(Stored data entries)
┏━━

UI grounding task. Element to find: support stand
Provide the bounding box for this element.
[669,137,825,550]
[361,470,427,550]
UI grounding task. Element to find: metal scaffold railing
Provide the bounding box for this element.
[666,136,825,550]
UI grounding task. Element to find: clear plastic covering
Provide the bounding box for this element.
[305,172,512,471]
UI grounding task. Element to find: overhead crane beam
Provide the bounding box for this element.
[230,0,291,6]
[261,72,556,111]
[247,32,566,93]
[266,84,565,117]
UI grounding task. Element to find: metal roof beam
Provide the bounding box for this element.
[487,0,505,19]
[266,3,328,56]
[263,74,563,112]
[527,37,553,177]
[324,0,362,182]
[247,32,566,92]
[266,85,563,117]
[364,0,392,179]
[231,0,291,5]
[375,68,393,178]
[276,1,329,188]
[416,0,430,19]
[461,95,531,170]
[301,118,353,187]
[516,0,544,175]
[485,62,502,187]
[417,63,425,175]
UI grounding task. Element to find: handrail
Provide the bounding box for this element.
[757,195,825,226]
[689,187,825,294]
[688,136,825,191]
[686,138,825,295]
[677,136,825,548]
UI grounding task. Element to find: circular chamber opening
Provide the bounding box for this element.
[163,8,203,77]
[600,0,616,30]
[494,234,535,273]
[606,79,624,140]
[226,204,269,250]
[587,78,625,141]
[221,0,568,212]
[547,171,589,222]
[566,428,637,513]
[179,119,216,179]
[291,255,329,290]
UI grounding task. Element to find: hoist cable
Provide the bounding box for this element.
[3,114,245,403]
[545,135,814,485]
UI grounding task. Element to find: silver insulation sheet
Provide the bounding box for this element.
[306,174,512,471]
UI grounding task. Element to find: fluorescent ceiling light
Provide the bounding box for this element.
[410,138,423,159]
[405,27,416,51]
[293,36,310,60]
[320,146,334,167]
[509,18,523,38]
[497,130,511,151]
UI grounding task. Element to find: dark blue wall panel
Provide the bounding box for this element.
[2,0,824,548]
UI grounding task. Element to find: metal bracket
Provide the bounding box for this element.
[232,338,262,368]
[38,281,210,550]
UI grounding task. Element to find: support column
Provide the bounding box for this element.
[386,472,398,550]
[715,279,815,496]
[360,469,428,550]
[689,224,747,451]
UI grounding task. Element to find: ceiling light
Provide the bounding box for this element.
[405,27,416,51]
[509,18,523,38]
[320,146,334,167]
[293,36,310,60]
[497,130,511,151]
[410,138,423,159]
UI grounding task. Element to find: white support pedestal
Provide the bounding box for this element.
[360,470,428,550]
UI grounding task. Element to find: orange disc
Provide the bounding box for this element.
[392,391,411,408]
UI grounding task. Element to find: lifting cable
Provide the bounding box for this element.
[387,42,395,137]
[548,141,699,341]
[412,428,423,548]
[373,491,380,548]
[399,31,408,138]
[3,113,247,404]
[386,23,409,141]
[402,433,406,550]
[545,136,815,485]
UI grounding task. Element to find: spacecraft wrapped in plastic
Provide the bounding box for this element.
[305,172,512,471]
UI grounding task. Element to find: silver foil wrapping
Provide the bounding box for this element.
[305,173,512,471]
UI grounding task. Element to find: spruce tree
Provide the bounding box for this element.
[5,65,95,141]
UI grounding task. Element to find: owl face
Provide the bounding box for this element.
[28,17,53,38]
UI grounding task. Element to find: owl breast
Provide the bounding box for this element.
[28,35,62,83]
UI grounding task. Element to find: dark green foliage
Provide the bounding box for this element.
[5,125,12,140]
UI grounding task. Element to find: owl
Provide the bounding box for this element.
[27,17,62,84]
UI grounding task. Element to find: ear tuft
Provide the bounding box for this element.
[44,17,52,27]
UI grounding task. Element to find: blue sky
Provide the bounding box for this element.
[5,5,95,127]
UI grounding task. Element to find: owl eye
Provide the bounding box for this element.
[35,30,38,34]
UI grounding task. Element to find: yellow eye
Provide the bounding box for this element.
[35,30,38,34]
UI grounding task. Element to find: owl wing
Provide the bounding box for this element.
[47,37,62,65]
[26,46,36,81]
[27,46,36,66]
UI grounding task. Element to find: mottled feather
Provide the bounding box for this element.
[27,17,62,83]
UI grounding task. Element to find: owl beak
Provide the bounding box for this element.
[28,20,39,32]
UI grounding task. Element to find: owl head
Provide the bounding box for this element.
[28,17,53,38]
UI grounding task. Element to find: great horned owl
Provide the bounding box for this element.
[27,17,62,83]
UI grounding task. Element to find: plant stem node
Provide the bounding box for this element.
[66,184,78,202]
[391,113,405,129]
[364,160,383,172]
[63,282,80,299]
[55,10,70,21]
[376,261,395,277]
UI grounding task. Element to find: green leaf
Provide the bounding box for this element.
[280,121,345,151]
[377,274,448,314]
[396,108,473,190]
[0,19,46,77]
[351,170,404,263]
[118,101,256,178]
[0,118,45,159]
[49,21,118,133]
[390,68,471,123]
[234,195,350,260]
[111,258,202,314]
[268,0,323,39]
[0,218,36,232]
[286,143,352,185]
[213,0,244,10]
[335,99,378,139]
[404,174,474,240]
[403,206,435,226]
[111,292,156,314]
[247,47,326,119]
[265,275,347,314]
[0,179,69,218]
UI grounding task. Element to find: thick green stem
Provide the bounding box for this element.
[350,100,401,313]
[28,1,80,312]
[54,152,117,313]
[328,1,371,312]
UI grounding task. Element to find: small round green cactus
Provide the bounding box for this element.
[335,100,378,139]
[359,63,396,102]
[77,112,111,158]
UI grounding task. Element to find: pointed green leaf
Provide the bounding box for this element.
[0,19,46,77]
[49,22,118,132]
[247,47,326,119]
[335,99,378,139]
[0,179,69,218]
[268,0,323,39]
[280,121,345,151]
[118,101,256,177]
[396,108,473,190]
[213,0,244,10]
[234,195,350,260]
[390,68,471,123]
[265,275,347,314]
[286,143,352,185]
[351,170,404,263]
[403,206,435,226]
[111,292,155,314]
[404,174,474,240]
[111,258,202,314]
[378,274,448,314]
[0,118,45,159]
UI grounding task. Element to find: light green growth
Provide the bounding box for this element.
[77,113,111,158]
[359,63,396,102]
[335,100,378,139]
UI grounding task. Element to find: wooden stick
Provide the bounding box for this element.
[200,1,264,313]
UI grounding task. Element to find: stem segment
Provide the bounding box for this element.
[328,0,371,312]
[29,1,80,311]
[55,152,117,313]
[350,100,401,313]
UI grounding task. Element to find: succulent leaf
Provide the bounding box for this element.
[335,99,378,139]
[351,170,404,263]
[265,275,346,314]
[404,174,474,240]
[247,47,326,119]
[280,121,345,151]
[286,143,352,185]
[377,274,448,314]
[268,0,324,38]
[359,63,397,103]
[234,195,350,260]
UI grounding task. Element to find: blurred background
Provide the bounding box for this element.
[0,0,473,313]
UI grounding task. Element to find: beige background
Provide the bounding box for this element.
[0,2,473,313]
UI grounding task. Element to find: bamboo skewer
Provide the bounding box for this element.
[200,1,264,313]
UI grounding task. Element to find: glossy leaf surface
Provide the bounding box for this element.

┗━━

#### ACTION ITEM:
In the data above, start at the line that has "UI grounding task. Element to find: thick", stop after the line that has "UI grounding task. Element to find: light", and print every line in between exactly as it stands.

#### REPLY:
UI grounding task. Element to find: thick green stem
Provide the bounding box for this element.
[350,100,401,313]
[28,1,80,312]
[54,152,117,313]
[328,1,371,312]
UI grounding task. Element to find: small round green cactus
Provide the bounding box for this element.
[335,100,378,139]
[359,63,396,102]
[77,112,111,158]
UI grounding task. Element to find: pointed green leaf
Provide the bounding box for this element.
[0,19,46,77]
[49,22,118,132]
[247,47,326,119]
[335,99,378,139]
[0,179,69,218]
[268,0,323,39]
[280,121,345,151]
[118,101,256,177]
[396,108,473,190]
[213,0,244,10]
[234,195,350,260]
[390,68,471,123]
[265,275,347,314]
[286,143,352,185]
[351,170,404,263]
[403,206,435,226]
[111,292,155,314]
[404,174,474,240]
[111,258,202,314]
[378,274,448,314]
[0,118,45,159]
UI grounding task. Element to find: light green growth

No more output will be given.